PROBLEM DETAILS: Reproduce all of the records below, replacing "instance" with "occurrence" and keeping everything else the same.
### SOURCE DATA ###
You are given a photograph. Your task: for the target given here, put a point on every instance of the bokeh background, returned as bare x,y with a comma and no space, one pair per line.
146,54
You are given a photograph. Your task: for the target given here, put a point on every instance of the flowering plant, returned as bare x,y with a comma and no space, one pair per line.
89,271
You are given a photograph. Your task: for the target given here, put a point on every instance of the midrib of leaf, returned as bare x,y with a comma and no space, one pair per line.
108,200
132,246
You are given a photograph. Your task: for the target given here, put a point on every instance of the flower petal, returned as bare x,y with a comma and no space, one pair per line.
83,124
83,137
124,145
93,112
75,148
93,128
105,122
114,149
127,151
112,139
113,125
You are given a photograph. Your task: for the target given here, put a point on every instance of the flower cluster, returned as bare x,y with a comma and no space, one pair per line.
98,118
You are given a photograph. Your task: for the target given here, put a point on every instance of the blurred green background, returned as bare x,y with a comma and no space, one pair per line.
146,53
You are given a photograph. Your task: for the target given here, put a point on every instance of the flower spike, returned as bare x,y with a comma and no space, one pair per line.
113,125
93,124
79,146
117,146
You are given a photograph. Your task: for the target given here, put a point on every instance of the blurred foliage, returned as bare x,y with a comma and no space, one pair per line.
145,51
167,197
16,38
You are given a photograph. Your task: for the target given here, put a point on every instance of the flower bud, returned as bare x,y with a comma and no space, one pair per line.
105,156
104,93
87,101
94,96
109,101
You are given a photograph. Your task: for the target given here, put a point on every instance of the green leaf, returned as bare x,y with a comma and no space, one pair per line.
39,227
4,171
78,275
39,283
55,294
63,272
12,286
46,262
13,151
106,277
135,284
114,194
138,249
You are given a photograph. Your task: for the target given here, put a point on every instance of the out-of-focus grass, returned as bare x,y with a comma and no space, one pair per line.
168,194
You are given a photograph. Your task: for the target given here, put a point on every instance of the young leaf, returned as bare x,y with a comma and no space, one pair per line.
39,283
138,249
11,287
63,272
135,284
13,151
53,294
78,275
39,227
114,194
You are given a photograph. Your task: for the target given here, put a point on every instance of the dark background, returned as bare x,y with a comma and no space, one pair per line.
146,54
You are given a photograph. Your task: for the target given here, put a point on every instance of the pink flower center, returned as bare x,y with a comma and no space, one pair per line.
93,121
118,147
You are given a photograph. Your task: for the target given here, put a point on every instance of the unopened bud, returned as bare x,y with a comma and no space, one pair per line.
###
SOLUTION BELOW:
You are given a photograph. Your task: for the target given here, put a point on every occurrence of the bokeh background, returned as bare x,y with a comma and no space, one pair per line.
146,54
You are given a photograph. Your task: for the target given here, put a point on every occurrence of the flowering plant, returned as bare x,y with a comma and no space, one pair per line.
89,271
You are given a photograph. Your task: for the target given here, put a point on every occurrence of the midrib of leaf, returned as bare x,y with a comma and no space, one pair per line.
108,200
132,246
You are given a photograph. Your task: for the target given here, put a point on every occurrence of the flower petal, returned as bare x,y with a comma and no space, one pair per line.
83,124
83,137
124,145
93,112
75,148
93,128
105,122
114,149
127,151
112,139
113,125
You are given a photograph. Your task: for the target given here, put a point on every occurrence of the flower cluster, returned as bare x,y with a comma and no space, one pair per line.
98,118
You are given a photograph. Your task: for the target given here, put a point on every occurrence of the blurred green background, returned as bare x,y with a comma and no space, one pair per line.
146,53
You are given a photograph. Your task: for the target given here, put a point on every occurrence of the flower spike, returned as bare x,y with a comma and no space, one pair per line.
113,125
93,124
79,146
117,146
You are given a photograph. Your task: for the target given here, put a point on every occurrence of the blurred foliage, returned as bare x,y with a comma and no space, one pair per line.
145,51
167,197
16,38
You are given a photograph. Your task: for the target given here, put a point on every occurrence of the flower bud, returned as bare x,y with a comma and no space, one pair per line.
105,156
104,93
87,101
94,96
109,101
You are given a photograph. Your task: for the target given here, put a point on every occurrence of the green leaf, returned as bare x,y with a comma and no space, one pair per line.
39,227
4,171
78,275
39,283
55,294
63,272
12,286
46,262
13,151
106,277
135,284
114,194
138,249
You are given a photograph. Your task: for the target given here, put a point on every occurrence of the out-of-focus grass, returned as bare x,y with a comma and no space, one pair per line.
168,194
You are given a photograph. Your task: for the target given here, put a point on every occurrence of the young leaf, returned as bare x,y with a comma and no space, one pair per line.
39,283
138,249
11,287
63,272
135,284
13,151
53,294
78,275
39,227
114,194
You are given a photograph. Your task: for the target given here, put a point on every occurrence of the dark background, returned as bare x,y with a comma and no space, one pair per line.
146,54
You are given a photograph. Your task: for the target given here, put a point on every occurrence of the pink flower center, returned as bare x,y with a comma and no space, one pair per line.
93,121
118,147
You are given a photograph. Your task: for the target given here, put a point on every occurrence of the unopened bud, returned as bare x,y with a comma and no space, one pair per line.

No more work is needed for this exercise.